*Exercise*:
State how many lines of the entries below hold the word "negative"; reply with nothing but the number.

*Available data*:
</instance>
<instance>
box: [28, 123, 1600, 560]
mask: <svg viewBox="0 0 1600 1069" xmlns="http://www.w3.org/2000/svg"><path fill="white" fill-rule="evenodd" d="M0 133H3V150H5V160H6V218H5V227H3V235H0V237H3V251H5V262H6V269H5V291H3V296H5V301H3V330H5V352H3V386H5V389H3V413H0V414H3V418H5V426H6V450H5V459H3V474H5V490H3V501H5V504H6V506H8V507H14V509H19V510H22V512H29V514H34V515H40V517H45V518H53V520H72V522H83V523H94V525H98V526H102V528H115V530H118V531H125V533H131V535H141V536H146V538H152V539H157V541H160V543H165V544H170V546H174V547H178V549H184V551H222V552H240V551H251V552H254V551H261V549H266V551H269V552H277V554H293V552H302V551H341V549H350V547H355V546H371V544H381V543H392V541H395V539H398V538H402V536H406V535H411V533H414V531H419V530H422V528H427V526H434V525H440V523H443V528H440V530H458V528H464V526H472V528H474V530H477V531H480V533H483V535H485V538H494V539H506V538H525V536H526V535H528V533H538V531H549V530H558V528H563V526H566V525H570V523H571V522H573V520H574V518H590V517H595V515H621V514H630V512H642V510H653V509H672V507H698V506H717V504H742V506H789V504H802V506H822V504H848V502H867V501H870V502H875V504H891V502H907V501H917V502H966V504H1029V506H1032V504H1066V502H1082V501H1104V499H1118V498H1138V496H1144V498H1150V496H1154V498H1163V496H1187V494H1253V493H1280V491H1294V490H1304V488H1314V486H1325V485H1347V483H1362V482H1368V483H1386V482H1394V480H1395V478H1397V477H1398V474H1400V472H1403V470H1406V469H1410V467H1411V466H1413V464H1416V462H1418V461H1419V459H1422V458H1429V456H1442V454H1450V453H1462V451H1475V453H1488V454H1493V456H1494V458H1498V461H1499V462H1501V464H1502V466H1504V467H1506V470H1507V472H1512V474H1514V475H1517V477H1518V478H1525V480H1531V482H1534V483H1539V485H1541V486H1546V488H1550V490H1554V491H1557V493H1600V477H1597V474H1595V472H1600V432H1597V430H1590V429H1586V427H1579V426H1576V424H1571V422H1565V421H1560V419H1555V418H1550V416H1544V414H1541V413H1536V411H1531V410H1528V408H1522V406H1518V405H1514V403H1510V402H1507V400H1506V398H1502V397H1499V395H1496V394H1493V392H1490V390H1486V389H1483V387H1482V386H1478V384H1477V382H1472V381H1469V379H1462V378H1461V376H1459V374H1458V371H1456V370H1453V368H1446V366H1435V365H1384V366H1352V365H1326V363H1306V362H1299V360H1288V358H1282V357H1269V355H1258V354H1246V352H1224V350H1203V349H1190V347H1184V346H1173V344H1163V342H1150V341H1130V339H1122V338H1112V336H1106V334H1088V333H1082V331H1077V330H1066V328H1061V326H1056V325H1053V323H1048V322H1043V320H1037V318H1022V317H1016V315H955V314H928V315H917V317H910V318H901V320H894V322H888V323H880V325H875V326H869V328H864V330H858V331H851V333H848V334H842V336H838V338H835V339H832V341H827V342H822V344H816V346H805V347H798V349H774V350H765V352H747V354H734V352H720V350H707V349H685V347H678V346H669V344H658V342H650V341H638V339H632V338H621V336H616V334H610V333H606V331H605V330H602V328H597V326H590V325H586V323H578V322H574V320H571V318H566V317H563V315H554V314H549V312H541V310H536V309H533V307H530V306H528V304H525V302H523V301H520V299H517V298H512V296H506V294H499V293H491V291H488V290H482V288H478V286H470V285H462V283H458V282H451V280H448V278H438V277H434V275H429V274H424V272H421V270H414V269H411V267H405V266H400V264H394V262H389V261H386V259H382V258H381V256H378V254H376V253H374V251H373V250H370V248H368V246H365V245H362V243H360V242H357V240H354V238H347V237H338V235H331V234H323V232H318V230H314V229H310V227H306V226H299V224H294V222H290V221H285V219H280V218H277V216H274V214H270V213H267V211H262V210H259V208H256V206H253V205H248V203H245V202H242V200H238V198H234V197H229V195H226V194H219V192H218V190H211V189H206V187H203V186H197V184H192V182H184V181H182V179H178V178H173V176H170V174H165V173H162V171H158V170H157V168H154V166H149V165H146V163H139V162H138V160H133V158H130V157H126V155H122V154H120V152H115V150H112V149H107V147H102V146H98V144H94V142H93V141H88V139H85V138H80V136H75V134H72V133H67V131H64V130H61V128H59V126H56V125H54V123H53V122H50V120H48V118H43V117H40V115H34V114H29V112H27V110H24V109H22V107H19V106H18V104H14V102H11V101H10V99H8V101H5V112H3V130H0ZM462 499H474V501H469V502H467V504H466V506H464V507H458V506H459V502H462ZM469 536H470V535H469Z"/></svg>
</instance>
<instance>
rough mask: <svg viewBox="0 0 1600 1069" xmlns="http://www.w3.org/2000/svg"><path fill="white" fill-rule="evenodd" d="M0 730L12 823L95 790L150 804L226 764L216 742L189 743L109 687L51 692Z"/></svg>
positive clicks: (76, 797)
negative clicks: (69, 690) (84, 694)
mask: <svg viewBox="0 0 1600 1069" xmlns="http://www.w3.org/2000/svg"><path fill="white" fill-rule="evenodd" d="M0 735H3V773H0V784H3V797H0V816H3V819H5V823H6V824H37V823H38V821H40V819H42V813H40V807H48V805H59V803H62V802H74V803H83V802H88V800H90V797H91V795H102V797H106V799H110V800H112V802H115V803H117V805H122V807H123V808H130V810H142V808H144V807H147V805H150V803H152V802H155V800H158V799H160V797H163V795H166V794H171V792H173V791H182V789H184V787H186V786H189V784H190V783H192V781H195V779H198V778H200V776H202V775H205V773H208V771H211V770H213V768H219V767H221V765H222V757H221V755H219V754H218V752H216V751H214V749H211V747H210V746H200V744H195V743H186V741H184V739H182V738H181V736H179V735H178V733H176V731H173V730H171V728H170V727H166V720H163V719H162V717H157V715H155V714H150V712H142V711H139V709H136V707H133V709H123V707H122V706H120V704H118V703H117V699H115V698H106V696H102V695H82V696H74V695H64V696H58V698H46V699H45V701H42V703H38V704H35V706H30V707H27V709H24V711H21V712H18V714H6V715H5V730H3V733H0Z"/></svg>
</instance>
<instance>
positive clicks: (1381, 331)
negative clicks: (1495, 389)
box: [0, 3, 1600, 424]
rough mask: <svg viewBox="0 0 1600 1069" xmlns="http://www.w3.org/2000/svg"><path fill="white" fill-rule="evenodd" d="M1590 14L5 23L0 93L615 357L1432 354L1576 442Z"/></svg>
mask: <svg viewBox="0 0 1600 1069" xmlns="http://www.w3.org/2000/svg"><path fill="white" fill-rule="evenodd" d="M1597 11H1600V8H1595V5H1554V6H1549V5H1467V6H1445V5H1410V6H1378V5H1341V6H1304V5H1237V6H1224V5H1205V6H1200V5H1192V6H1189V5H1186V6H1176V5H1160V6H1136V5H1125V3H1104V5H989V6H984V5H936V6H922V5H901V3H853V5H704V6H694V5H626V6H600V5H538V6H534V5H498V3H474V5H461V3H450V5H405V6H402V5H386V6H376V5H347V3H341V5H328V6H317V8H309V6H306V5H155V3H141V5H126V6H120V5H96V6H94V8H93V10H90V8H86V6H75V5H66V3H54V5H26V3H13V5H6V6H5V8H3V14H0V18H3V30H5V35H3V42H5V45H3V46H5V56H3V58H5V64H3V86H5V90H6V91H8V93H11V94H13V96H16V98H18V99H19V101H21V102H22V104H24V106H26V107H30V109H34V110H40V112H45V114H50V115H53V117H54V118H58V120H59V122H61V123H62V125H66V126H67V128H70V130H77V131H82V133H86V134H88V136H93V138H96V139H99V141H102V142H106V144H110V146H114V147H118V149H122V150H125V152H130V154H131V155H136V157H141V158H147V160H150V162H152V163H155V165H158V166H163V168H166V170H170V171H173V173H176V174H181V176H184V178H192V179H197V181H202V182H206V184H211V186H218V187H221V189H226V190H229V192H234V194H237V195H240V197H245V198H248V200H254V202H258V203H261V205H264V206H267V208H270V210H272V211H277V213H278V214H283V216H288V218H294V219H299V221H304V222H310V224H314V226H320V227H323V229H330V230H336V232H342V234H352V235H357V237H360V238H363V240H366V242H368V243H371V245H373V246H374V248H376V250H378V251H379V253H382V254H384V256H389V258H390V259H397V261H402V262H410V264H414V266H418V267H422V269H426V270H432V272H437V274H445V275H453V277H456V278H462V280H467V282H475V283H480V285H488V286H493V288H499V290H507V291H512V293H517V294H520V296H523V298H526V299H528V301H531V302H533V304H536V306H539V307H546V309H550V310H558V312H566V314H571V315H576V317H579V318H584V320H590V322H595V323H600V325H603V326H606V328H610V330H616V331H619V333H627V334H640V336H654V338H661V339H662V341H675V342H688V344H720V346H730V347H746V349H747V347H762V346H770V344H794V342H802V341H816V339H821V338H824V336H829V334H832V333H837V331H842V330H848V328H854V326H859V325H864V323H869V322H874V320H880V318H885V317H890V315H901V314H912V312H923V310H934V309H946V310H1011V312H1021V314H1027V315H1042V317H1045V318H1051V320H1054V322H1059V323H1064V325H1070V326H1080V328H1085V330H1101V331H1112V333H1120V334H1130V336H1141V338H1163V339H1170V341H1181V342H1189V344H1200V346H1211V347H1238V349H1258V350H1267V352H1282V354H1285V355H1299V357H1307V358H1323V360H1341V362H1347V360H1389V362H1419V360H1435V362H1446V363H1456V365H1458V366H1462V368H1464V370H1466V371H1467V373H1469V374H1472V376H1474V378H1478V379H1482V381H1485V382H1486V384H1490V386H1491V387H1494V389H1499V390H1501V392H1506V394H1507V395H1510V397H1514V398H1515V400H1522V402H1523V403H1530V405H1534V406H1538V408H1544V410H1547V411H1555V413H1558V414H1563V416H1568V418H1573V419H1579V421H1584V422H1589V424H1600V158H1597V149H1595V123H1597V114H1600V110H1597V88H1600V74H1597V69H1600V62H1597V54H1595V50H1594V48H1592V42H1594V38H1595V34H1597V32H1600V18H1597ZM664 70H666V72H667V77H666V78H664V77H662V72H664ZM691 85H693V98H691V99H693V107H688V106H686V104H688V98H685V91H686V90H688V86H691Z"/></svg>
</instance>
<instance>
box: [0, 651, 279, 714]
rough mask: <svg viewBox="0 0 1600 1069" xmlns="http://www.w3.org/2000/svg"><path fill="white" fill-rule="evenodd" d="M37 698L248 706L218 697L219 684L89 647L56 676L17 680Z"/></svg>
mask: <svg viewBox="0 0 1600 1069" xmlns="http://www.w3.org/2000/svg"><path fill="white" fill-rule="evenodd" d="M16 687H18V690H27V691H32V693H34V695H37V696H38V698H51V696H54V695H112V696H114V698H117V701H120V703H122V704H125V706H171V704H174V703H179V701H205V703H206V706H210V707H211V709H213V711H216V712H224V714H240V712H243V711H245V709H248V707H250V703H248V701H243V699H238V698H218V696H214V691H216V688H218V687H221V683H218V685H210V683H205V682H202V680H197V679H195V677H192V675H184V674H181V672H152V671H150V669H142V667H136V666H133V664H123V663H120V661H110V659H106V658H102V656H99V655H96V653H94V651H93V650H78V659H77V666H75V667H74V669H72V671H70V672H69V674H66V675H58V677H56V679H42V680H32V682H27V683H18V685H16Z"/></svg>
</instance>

*Solution for this problem*:
2